• **Work instructions**: In the passage about Charlotte Magazine's coverage, reproduce word for word the stretch from "You told me" up to and including "in real life?".

==== Supplied passage ====

Last week on Storyboard, I chatted with Brian Kevin of Down East magazine about a wonderful story that ran in the Maine-based publication last year. He talked about the constant juggling — I’m picturing five balls  in the air, with maybe a unicycle in the mix — that goes on at a small-staffed regional magazine.

I’d like to keep that theme going, because most journalists don’t work at The New York Times or The New Yorker or in newsrooms with several hundred people, like my old paper, the Los Angeles Times. Most work for small-city dailies or TV stations. Or small-town and alternative weeklies. Or magazines with a full-time staff in the single digits. And doing cool work that often goes under the journalism radar.

Which brings me to Charlotte Magazine and its coverage of the unrest in the wake of yet another fatal police shooting of a black man. Its editor, Michael Graff, dropped me a line about how proud he was of his coverage. I took a look and thought it was worth a post about how a monthly magazine known more for giving you “the best restaurants and places to live” went beyond that to cover something that has become all too common in recent years for American news outlets: police shootings and Black Lives Matter protests.

I emailed with Michael about the coverage. The answers have been slightly edited.

You told me that you developed a document after the Orlando shootings titled, “If it happens here,” making the commitment that if something big happened, you wouldn’t be on the sidelines. What was the game plan outlined in the document? And did it work in real life?

==== Data rows ====

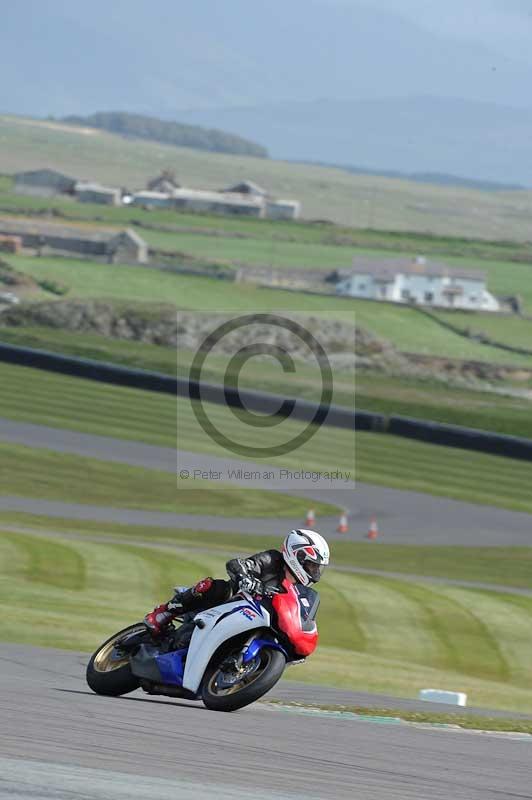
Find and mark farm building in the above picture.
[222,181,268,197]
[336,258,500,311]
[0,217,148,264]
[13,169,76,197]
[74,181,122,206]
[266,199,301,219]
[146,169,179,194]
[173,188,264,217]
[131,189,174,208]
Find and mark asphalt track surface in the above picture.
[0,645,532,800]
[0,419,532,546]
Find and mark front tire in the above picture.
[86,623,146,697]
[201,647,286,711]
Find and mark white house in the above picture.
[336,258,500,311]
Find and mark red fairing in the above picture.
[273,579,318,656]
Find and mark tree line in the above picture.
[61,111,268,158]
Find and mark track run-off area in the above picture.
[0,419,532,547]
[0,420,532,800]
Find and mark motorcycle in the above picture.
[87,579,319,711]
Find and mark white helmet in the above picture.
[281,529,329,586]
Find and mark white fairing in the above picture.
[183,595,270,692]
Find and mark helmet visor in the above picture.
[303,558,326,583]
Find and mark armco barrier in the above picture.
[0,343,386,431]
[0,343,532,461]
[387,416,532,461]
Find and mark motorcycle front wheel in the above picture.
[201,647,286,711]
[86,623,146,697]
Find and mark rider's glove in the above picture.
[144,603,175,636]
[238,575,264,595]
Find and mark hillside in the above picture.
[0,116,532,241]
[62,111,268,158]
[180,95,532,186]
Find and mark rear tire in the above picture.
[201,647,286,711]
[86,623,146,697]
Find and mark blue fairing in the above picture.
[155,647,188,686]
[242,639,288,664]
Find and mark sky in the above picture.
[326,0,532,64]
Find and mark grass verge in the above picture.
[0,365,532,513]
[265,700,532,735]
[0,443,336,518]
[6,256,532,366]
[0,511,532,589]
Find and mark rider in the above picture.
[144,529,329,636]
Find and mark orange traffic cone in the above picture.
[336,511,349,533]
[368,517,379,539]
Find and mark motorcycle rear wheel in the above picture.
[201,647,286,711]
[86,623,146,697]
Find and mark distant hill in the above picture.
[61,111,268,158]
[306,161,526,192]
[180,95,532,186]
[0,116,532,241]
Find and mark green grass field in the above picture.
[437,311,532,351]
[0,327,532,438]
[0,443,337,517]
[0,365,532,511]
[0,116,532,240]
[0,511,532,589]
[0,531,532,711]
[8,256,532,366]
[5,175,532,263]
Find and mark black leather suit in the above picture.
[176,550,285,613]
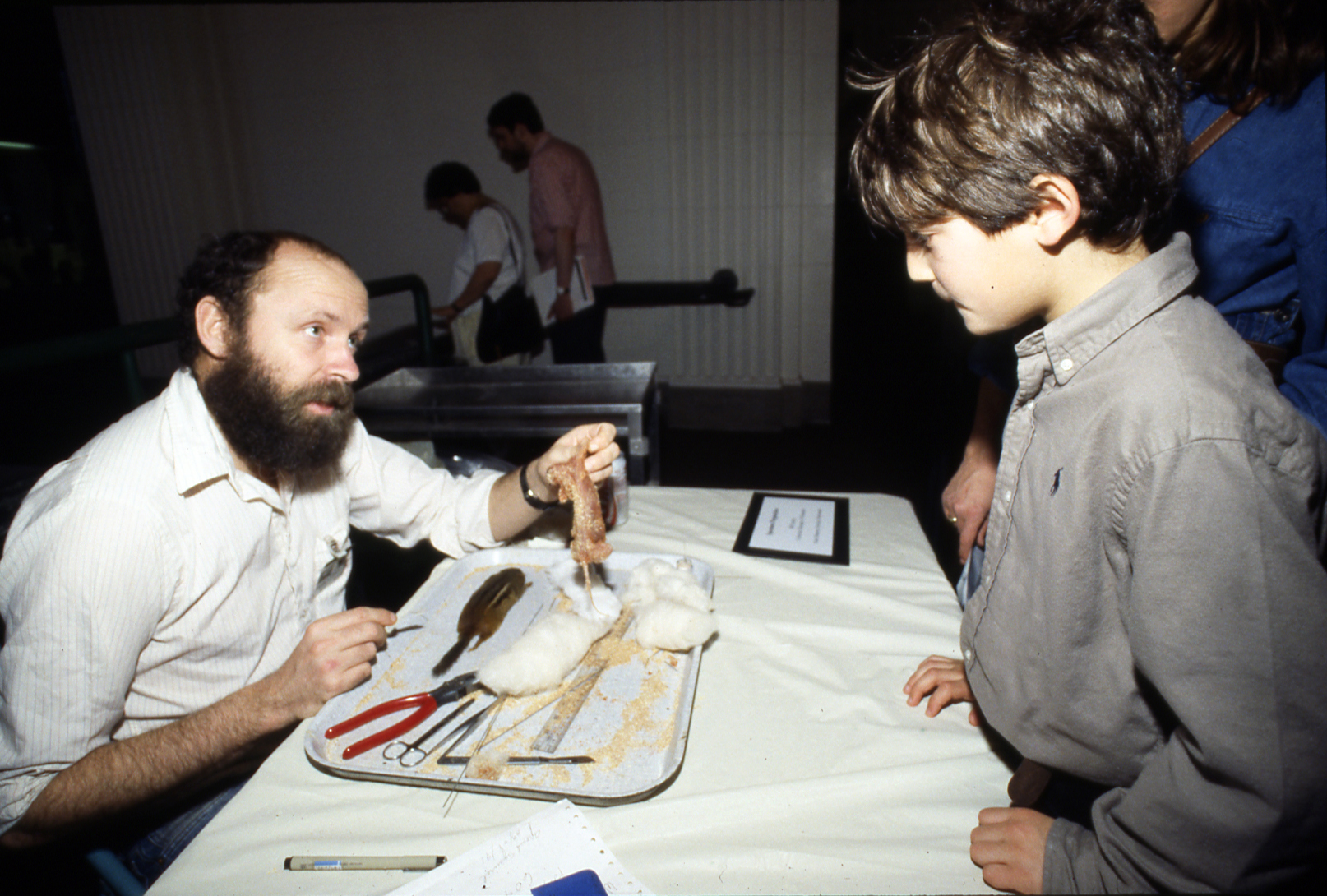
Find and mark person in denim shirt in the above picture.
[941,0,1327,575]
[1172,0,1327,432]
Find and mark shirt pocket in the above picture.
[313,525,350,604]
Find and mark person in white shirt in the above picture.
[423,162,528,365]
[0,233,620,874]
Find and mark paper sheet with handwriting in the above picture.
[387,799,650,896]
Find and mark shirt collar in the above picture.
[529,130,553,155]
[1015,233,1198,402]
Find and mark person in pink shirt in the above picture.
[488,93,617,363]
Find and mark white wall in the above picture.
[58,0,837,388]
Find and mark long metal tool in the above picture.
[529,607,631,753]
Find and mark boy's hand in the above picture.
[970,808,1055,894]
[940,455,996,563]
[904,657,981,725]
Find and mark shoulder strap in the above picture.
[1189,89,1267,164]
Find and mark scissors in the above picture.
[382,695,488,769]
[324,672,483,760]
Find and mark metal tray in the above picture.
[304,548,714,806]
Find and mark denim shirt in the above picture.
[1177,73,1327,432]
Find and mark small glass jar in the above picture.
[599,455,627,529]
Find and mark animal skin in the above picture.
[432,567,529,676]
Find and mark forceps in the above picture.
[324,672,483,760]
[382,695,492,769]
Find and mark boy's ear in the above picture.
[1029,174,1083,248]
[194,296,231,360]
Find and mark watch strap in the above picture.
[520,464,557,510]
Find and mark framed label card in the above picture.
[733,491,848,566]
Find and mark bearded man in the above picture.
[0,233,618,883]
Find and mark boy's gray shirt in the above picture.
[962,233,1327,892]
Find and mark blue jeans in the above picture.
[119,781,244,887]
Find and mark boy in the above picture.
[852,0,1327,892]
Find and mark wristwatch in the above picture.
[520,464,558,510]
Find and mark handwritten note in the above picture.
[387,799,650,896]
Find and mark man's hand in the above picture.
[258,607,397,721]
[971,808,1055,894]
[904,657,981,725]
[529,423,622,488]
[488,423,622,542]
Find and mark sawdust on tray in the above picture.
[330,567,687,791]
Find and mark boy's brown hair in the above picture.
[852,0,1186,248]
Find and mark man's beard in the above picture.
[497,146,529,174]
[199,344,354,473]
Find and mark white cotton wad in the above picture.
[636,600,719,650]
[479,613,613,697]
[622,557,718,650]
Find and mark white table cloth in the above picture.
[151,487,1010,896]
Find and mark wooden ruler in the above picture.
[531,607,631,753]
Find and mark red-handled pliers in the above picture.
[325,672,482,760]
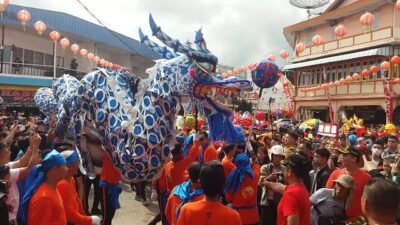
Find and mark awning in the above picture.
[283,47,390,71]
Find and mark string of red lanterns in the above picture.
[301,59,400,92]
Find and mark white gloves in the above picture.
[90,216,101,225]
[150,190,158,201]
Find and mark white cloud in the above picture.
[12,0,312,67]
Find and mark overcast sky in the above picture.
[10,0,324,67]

====
==== Data rows ====

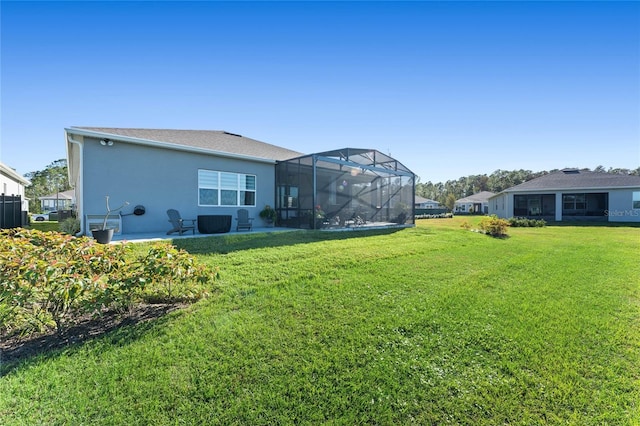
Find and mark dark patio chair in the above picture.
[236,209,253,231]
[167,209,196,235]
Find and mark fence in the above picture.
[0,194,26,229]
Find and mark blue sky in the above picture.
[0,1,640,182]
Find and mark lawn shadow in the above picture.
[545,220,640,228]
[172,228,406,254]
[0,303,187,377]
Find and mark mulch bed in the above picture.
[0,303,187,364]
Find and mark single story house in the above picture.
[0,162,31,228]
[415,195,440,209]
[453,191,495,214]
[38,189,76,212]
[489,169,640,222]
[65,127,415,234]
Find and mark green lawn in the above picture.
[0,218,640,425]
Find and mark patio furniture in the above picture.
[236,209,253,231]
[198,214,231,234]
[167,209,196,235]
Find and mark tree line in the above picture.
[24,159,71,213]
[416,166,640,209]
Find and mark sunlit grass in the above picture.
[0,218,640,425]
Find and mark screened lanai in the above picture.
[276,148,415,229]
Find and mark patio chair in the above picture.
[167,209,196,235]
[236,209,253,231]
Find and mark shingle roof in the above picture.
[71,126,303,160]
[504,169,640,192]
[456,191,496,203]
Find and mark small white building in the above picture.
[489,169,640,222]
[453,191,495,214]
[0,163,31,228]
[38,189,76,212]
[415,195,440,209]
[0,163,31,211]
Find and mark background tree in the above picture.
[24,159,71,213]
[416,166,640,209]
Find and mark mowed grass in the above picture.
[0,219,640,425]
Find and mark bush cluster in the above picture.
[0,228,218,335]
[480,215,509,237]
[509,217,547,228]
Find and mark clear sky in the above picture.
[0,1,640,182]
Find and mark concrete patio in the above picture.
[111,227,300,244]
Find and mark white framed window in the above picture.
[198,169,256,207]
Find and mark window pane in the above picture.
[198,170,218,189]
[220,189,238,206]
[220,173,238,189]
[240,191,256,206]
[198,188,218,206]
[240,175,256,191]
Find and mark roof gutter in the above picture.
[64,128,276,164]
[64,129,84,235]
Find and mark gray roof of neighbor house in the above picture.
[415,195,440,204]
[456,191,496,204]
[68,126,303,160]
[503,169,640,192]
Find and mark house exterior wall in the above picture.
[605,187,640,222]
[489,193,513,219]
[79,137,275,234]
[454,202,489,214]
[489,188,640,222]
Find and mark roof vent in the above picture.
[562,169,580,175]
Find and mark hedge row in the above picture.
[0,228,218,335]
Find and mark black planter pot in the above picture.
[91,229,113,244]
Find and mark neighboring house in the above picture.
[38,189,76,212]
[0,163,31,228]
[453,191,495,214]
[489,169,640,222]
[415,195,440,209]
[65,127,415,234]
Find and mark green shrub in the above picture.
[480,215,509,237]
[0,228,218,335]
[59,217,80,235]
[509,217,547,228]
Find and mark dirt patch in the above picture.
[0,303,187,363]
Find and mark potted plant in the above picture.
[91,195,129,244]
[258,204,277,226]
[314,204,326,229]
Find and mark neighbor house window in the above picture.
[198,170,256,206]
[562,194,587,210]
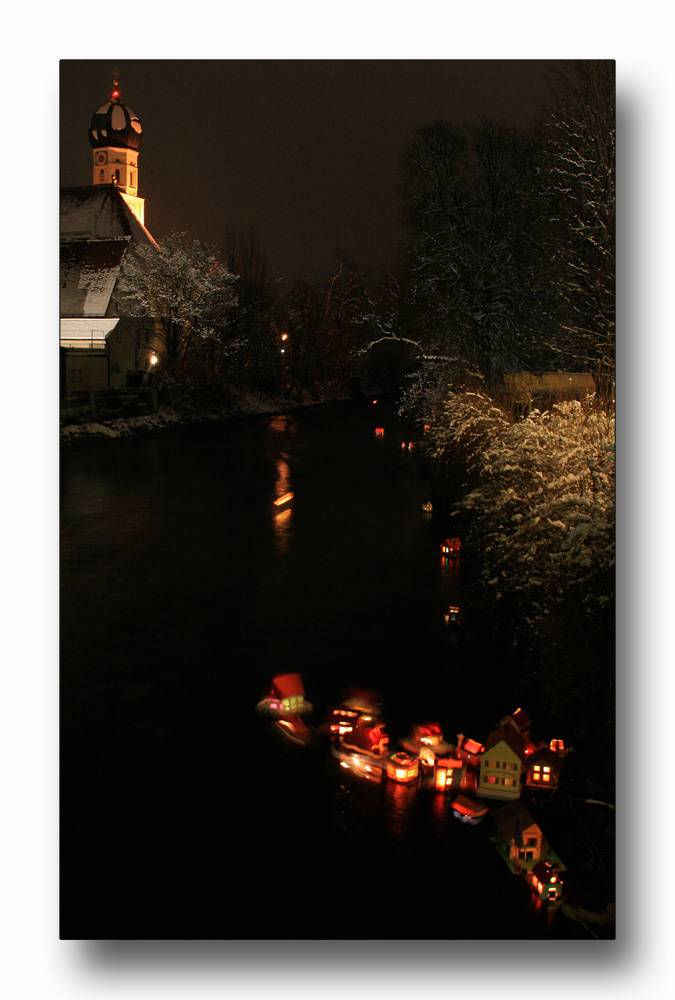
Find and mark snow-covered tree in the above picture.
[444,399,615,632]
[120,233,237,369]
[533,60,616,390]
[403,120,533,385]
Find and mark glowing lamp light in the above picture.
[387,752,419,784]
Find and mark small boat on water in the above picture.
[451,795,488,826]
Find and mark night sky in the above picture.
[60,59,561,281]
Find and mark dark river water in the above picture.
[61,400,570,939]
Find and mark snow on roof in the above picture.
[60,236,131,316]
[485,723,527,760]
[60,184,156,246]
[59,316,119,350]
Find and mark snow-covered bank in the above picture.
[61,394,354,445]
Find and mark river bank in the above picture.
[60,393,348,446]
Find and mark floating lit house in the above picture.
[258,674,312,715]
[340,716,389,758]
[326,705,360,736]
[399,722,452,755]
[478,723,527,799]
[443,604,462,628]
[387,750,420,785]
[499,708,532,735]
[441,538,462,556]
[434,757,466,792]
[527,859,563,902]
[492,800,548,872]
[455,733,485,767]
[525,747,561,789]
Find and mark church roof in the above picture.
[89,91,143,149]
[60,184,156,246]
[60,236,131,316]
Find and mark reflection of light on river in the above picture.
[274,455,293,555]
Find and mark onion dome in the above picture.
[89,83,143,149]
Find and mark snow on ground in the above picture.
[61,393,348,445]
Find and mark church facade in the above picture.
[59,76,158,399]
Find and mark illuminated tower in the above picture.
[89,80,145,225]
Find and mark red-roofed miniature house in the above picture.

====

• **Output for this exercise**:
You told me that you developed a document after the Orlando shootings titled, “If it happens here,” making the commitment that if something big happened, you wouldn’t be on the sidelines. What was the game plan outlined in the document? And did it work in real life?